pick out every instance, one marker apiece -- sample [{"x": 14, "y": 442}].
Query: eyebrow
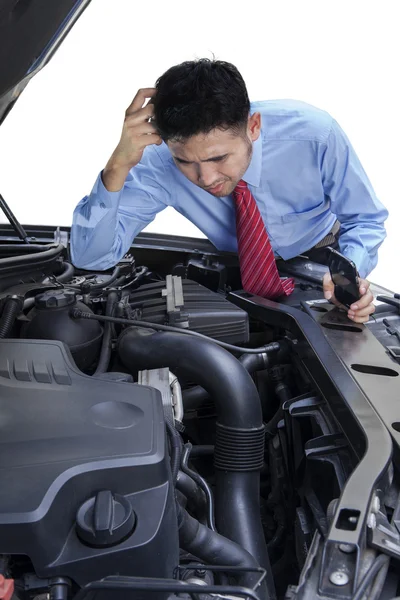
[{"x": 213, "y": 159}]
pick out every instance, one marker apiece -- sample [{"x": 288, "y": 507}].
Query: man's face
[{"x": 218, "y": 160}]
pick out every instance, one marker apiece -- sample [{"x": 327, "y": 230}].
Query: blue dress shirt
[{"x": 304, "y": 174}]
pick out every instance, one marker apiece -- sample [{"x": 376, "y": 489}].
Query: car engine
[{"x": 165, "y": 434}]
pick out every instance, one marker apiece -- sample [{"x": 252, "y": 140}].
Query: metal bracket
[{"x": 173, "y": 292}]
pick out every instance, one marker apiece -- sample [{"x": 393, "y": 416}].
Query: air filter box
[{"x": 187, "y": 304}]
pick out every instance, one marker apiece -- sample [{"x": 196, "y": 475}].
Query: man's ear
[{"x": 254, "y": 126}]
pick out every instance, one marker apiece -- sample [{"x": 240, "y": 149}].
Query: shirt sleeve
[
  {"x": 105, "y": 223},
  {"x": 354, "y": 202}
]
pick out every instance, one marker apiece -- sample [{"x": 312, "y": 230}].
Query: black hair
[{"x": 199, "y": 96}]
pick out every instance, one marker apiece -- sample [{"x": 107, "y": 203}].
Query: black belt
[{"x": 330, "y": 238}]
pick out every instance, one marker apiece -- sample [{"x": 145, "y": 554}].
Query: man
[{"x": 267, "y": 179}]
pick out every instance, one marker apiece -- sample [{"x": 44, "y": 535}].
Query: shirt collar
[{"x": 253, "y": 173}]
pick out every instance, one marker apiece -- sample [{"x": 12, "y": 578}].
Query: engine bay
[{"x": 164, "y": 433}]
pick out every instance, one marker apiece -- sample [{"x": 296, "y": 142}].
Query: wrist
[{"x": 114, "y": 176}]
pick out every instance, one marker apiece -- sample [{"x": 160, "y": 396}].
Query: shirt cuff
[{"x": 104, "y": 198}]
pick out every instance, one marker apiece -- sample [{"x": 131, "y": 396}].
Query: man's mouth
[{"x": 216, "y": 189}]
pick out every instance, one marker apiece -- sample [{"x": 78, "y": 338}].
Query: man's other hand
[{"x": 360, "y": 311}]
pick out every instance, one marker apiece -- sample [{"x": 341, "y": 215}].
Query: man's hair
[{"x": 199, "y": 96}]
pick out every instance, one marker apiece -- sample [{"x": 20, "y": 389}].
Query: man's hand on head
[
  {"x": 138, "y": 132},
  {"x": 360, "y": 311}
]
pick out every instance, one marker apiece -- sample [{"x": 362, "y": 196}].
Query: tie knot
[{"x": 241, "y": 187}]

* * * * * * *

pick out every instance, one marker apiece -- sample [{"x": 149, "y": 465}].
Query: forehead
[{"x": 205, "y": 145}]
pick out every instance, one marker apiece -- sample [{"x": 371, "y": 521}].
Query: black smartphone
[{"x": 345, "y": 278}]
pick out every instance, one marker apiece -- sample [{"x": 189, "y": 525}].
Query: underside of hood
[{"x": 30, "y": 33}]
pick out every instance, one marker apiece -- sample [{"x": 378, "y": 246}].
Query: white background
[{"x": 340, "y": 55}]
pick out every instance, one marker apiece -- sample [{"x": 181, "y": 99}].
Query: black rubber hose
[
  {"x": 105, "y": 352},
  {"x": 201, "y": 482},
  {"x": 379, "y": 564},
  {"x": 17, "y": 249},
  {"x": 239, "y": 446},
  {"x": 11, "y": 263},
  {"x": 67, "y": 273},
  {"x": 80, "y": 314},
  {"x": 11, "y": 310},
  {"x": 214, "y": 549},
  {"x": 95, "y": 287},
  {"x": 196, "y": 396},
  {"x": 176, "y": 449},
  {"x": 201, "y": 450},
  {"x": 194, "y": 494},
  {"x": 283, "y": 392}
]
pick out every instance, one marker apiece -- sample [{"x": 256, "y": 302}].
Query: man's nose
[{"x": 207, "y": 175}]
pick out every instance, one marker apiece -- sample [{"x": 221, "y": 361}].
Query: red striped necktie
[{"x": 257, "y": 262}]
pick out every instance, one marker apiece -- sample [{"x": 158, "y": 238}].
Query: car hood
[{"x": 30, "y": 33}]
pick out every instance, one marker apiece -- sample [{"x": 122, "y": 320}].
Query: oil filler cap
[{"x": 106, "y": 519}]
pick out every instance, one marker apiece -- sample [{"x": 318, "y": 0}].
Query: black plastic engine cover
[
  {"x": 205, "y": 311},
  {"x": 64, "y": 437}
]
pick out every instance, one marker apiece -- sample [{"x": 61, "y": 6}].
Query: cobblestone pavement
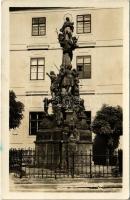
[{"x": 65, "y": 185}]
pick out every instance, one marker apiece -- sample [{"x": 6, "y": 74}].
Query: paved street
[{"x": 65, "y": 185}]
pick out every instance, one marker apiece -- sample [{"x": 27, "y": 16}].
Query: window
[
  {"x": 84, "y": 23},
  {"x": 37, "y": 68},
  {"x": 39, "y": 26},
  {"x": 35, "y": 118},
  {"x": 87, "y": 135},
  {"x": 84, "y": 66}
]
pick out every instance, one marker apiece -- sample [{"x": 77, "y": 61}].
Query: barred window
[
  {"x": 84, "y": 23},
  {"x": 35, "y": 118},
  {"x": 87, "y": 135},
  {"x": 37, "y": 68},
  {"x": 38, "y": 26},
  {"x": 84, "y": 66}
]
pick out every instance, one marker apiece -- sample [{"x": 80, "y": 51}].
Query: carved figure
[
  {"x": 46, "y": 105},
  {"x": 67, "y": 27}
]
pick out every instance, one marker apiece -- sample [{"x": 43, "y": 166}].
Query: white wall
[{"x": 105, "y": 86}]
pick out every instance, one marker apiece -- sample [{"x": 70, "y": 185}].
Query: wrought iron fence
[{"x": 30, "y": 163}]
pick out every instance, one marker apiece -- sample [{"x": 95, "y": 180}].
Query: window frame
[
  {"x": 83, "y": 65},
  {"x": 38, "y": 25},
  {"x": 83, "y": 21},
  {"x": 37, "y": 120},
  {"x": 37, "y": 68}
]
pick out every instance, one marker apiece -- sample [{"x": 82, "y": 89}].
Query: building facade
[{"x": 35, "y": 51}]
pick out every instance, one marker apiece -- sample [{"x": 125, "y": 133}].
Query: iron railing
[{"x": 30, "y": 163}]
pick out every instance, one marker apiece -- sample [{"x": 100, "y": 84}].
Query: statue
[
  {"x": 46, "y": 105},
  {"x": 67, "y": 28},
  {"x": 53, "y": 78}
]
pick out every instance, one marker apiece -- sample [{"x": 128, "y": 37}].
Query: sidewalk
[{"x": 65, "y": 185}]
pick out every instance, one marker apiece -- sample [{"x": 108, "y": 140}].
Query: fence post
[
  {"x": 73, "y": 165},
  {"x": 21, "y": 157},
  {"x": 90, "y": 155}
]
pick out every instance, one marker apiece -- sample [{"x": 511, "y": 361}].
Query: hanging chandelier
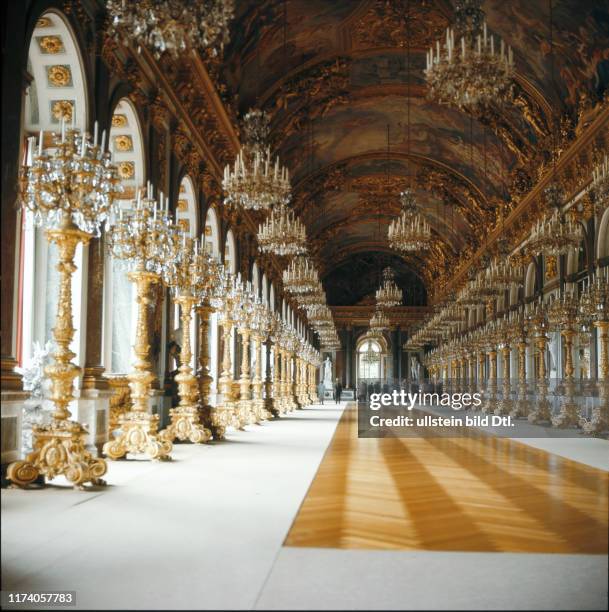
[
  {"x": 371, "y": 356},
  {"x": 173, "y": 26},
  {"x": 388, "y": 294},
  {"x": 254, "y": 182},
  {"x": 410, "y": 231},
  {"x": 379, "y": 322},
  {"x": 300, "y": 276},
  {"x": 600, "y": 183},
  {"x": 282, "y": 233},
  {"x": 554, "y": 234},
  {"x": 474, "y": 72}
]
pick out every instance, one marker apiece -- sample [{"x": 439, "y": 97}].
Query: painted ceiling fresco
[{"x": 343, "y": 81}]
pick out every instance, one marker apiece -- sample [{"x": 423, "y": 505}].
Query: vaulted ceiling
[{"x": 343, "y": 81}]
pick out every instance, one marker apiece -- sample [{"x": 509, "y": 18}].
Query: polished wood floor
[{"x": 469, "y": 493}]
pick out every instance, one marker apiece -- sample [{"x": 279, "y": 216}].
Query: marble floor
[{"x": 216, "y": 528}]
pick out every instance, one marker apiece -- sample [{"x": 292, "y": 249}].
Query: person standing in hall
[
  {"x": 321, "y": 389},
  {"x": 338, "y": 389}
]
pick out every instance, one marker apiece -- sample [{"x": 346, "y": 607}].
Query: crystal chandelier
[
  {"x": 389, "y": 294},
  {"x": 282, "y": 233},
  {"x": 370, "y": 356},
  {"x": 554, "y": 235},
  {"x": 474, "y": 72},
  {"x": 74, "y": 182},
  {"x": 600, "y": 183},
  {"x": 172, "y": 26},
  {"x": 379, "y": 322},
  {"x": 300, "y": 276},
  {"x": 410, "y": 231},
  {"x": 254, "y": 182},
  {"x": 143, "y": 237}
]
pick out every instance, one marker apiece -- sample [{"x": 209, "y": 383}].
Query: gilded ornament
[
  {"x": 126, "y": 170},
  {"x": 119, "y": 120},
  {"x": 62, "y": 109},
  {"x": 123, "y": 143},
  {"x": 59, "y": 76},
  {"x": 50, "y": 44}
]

* * * * * * *

### REQUIREMENT
Tally the lines in the records above that contain the string "window". Reply with that count alone.

### REPLY TO THE EXERCISE
3